### [Work instructions]
From the entries, copy each line that includes "coordinates".
─── Records to use
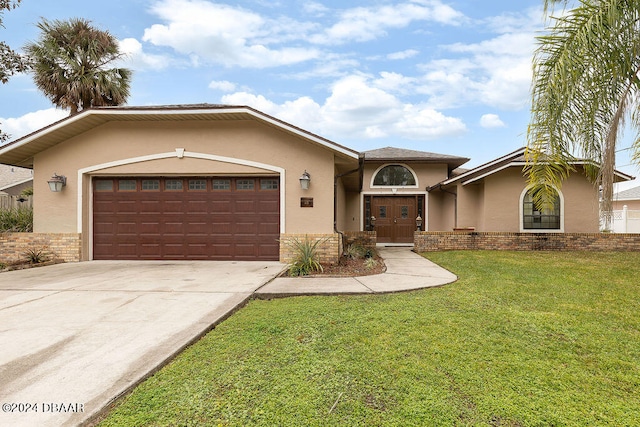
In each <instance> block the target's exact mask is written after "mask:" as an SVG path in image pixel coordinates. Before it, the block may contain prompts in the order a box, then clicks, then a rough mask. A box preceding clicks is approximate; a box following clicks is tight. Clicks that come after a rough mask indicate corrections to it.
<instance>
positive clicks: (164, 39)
mask: <svg viewBox="0 0 640 427" xmlns="http://www.w3.org/2000/svg"><path fill="white" fill-rule="evenodd" d="M541 4H542V0H519V1H513V0H511V1H503V0H491V1H481V0H459V1H456V0H451V1H447V0H403V1H391V0H367V1H360V0H355V1H349V2H344V1H321V0H315V1H305V0H301V1H300V0H298V1H279V0H237V1H233V2H231V1H210V0H111V1H109V2H97V1H80V0H56V1H53V2H49V1H44V0H23V2H22V4H21V5H20V7H19V8H18V9H16V10H13V11H10V12H7V13H5V14H4V24H5V28H4V29H2V28H0V39H2V40H4V41H6V42H7V43H8V44H9V45H10V46H12V47H13V48H14V49H19V48H21V47H22V46H23V45H24V44H25V43H26V42H28V41H34V40H36V39H37V38H38V31H37V28H36V27H35V24H36V23H37V22H38V20H39V19H40V17H45V18H47V19H68V18H71V17H81V18H86V19H89V20H91V21H92V22H93V24H94V25H95V26H97V27H99V28H101V29H105V30H109V31H110V32H111V33H112V34H113V35H114V36H115V37H116V38H117V39H118V40H119V41H120V46H121V50H122V51H124V52H126V53H128V58H127V59H126V60H125V61H124V63H123V64H122V65H124V66H126V67H128V68H130V69H132V70H133V71H134V77H133V82H132V93H131V97H130V98H129V102H128V105H164V104H190V103H214V104H218V103H221V104H234V105H250V106H252V107H254V108H257V109H258V110H261V111H263V112H265V113H267V114H271V115H273V116H276V117H278V118H280V119H282V120H285V121H287V122H289V123H291V124H294V125H296V126H299V127H302V128H304V129H307V130H309V131H312V132H315V133H318V134H319V135H322V136H324V137H326V138H329V139H331V140H333V141H335V142H337V143H340V144H343V145H346V146H348V147H350V148H353V149H356V150H369V149H374V148H380V147H385V146H396V147H402V148H409V149H415V150H423V151H432V152H437V153H443V154H452V155H460V156H465V157H470V158H471V161H470V162H469V163H468V164H467V165H465V166H466V167H473V166H477V165H480V164H482V163H484V162H487V161H490V160H492V159H494V158H497V157H499V156H501V155H503V154H507V153H509V152H511V151H513V150H515V149H518V148H520V147H522V146H524V145H525V143H526V142H525V133H526V127H527V123H528V120H529V102H530V98H529V93H530V92H529V90H530V84H531V58H532V53H533V50H534V48H535V40H534V37H535V34H536V32H539V31H541V30H542V29H543V25H544V21H543V18H542V10H541ZM0 99H1V100H2V101H1V102H0V122H1V123H2V125H1V126H2V129H3V130H4V131H5V132H8V133H10V134H11V135H12V136H13V137H19V136H22V135H24V134H26V133H28V132H31V131H33V130H36V129H38V128H40V127H42V126H44V125H46V124H48V123H51V122H52V121H55V120H58V119H60V118H63V117H65V116H66V115H67V112H65V111H61V110H56V109H55V108H53V106H52V105H51V104H50V103H49V101H47V99H46V98H44V96H42V95H41V94H40V93H39V92H38V91H37V89H36V88H35V86H34V85H33V83H32V82H31V78H30V76H28V75H23V76H16V77H14V78H13V79H12V80H11V81H10V82H9V83H8V84H5V85H0ZM622 148H624V147H622ZM627 153H628V151H622V152H621V153H620V157H619V159H618V168H619V169H620V170H622V171H624V172H626V173H628V174H631V175H638V168H637V167H636V166H631V165H629V164H630V163H631V162H630V161H629V159H628V156H627Z"/></svg>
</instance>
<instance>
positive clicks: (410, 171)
mask: <svg viewBox="0 0 640 427" xmlns="http://www.w3.org/2000/svg"><path fill="white" fill-rule="evenodd" d="M373 185H378V186H395V187H406V186H415V185H417V184H416V177H415V176H414V175H413V172H411V171H410V170H409V168H407V167H406V166H402V165H389V166H385V167H383V168H382V169H380V170H379V171H378V172H377V173H376V176H375V177H374V178H373Z"/></svg>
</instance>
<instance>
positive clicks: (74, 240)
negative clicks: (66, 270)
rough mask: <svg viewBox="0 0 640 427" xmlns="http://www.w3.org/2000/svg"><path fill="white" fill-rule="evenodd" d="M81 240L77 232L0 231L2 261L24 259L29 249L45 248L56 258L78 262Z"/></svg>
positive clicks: (0, 261)
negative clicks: (77, 261)
mask: <svg viewBox="0 0 640 427" xmlns="http://www.w3.org/2000/svg"><path fill="white" fill-rule="evenodd" d="M81 241H82V240H81V237H80V234H77V233H0V262H2V263H8V262H15V261H21V260H24V259H25V251H27V250H29V249H43V250H45V251H46V252H48V253H50V254H51V255H52V256H53V257H54V258H55V259H61V260H63V261H65V262H77V261H80V247H81Z"/></svg>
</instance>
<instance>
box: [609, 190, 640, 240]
mask: <svg viewBox="0 0 640 427" xmlns="http://www.w3.org/2000/svg"><path fill="white" fill-rule="evenodd" d="M612 205H613V218H612V220H611V231H613V232H614V233H640V187H633V188H629V189H627V190H623V191H619V192H617V193H615V194H614V195H613V203H612Z"/></svg>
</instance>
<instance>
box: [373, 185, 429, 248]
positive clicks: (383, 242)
mask: <svg viewBox="0 0 640 427" xmlns="http://www.w3.org/2000/svg"><path fill="white" fill-rule="evenodd" d="M371 216H374V217H375V225H374V226H373V229H374V230H375V231H376V232H377V241H378V243H413V232H414V231H415V230H416V217H417V216H418V200H417V197H416V196H374V197H372V198H371Z"/></svg>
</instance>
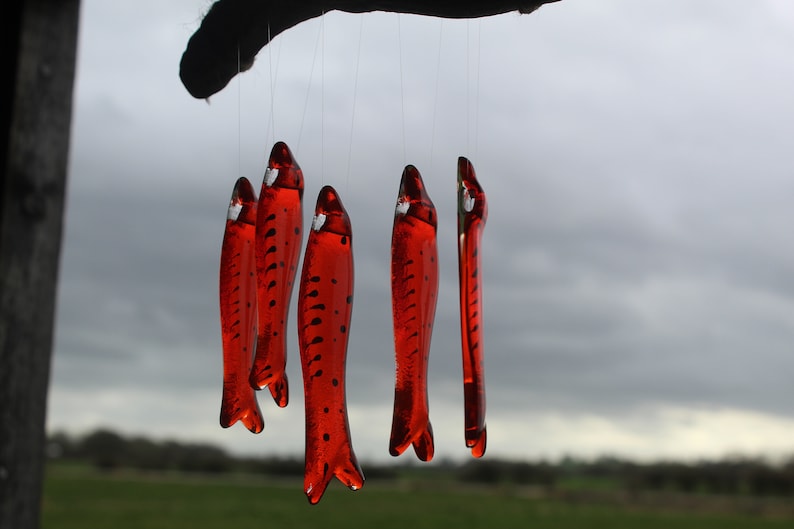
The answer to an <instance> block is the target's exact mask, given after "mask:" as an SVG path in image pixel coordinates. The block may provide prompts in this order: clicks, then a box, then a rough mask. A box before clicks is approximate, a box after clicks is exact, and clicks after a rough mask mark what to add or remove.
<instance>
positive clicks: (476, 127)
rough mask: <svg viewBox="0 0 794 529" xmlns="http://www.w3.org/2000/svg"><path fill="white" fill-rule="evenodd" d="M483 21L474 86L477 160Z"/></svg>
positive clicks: (477, 50)
mask: <svg viewBox="0 0 794 529" xmlns="http://www.w3.org/2000/svg"><path fill="white" fill-rule="evenodd" d="M481 22H482V21H481V19H479V18H478V19H477V63H476V68H475V70H474V86H475V87H476V91H475V94H474V158H475V159H477V151H478V148H479V140H480V66H481V64H482V63H481V62H480V57H481V56H482V39H481V32H480V30H481Z"/></svg>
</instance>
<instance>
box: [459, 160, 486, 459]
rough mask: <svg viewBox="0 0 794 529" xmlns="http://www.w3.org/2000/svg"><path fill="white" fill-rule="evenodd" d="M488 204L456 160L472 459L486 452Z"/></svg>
mask: <svg viewBox="0 0 794 529" xmlns="http://www.w3.org/2000/svg"><path fill="white" fill-rule="evenodd" d="M487 218H488V203H487V201H486V199H485V193H484V192H483V190H482V187H481V186H480V184H479V182H478V181H477V176H476V174H475V172H474V167H473V166H472V164H471V162H470V161H469V160H467V159H466V158H464V157H460V158H458V279H459V283H460V327H461V340H462V353H463V398H464V417H465V419H464V422H465V426H464V427H465V438H466V446H467V447H469V448H470V449H471V453H472V455H473V456H474V457H482V455H483V454H484V453H485V444H486V433H485V373H484V361H483V354H484V350H483V340H482V330H483V325H482V322H483V303H482V274H481V270H480V245H481V239H482V232H483V229H484V227H485V221H486V219H487Z"/></svg>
──────
### [Result for this task]
In each <instance> block the target's exact mask is written after "mask:" as an SVG path in image pixel coordinates. Before it, the block may contain prompts in the order a box, then clicks, then a rough mask. A box preceding clicks is approximate; a box following clicks is tight. Clicks that come after a rough mask indicate corrections to it.
The answer to an <instance> block is the target's exact mask, given after "mask:" as an SVG path in image pixel coordinates. The block may provide prompts in this order: clicks, then a box, then a rough mask. A box before clicks is approximate, a box after clicks is exact, and clicks after a rough mask mark what to add or remove.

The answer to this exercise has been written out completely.